> WORK REQUEST 1:
Write down each thing the article on future technology says simulations of biological processes will let us predict.
> WORK REQUEST 2:
In the article on future technology, who did McKinsey interview about the technologies likely to have the greatest impact?

> TEXT SECTION:
One of the main drivers of economic growth through the millennia has been technology – technologies like seed planting and the plough made the turn to agriculture possible, technologies to harness fossil fuels ignited the Industrial Revolution.
Technology has also transformed healthcare, our societies and families (think birth control pills), and the transformations just keep coming (my iPhone does more than the communicators on Star Trek!).
Looking ahead, it’s interesting to imagine what’s next – Facebook chips in our brains, perhaps, or robotic hands that turn into rocket launchers?
Clearly, I’m bad at imaging the technologies of the future, but happily you don’t have to rely on me for a peek ahead.
Recently, McKinsey interviewed Google executive chairman Eric Schmidt, asking him to predict what technologies will have the greatest impact on our world in the near future. He came up with three main ones.
Traditionally, says Schmidt, our understanding of and approach to biological processes has been analogue – that is to say, we have tried to understand biology “as it happens”, and to see what effects our treatments have by testing them on people. In the future, he says, biology will go digital.
The vast amounts of data we have collected (and are collecting) on biological processes, such as the data gathered by the Human Genome Project, will be used to run simulations of biological processes that will enable us to predict how diseases will unfold for particular people, how brains will respond to particular drugs, how particular genes will affect the development of children and so on.
This will revolutionise the way we approach chronic and genetic diseases, and may even help us build better human beings using gene therapies. As populations live longer, changes to how we use data in biology may have a very dramatic impact on the quality of those now-longer lives.

(Point localization data)
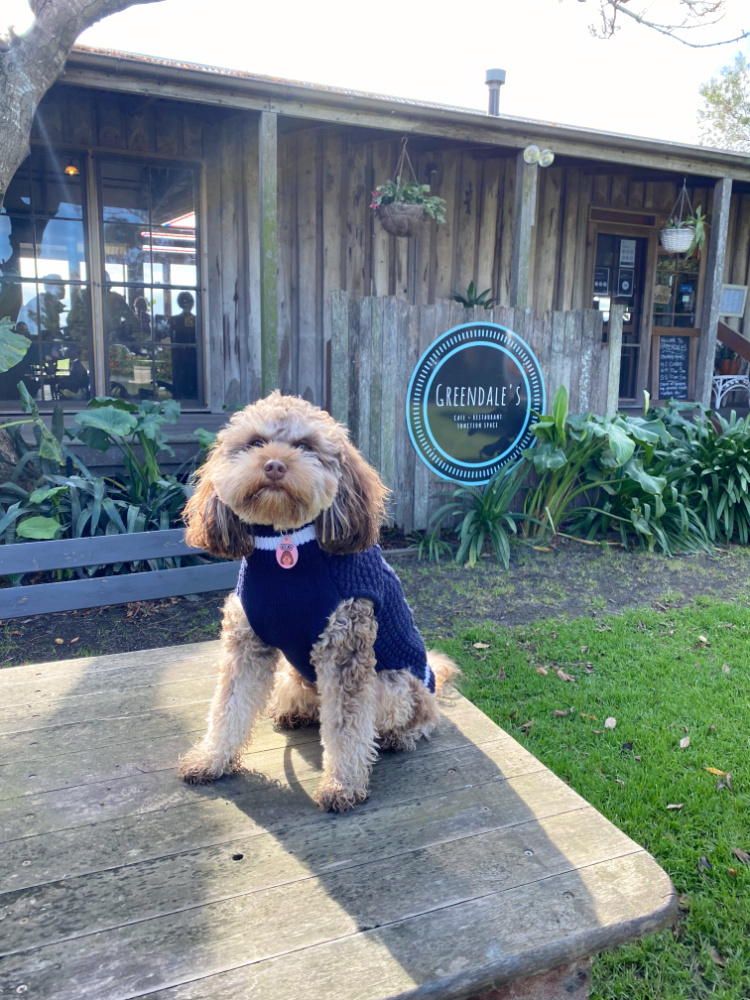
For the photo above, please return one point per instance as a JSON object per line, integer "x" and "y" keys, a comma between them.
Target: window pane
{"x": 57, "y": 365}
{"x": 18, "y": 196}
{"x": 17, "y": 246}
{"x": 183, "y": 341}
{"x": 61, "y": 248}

--

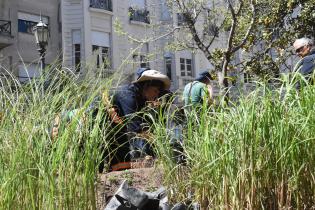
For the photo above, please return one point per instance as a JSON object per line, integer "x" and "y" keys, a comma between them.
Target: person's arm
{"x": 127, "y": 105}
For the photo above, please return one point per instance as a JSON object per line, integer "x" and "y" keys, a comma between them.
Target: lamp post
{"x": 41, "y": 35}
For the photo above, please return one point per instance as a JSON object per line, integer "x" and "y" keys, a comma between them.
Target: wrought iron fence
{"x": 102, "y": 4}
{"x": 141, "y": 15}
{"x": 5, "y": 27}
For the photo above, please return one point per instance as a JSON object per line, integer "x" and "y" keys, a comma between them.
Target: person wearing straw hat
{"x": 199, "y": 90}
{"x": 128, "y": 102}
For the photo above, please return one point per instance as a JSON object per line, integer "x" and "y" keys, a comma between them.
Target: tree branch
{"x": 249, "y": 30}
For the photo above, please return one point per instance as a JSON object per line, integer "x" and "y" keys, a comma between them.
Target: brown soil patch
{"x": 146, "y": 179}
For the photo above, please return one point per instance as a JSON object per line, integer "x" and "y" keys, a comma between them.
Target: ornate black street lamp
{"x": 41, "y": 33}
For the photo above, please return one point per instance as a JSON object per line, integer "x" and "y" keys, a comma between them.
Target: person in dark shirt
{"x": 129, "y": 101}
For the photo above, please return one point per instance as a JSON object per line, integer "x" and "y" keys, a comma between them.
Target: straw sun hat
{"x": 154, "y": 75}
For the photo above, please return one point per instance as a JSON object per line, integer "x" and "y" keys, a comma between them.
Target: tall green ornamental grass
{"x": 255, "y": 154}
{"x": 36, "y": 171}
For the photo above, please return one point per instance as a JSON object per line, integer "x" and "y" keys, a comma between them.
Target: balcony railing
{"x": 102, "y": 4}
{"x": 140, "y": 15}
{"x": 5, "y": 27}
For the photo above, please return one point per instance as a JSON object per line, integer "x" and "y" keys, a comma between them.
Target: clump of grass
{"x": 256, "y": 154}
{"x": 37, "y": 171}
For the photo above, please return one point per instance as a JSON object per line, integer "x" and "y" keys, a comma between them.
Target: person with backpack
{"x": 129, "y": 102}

> WRITTEN ANSWER 1:
How diseases will unfold for particular people
How brains will respond to particular drugs
How particular genes will affect the development of children

> WRITTEN ANSWER 2:
Eric Schmidt, Google's executive chairman.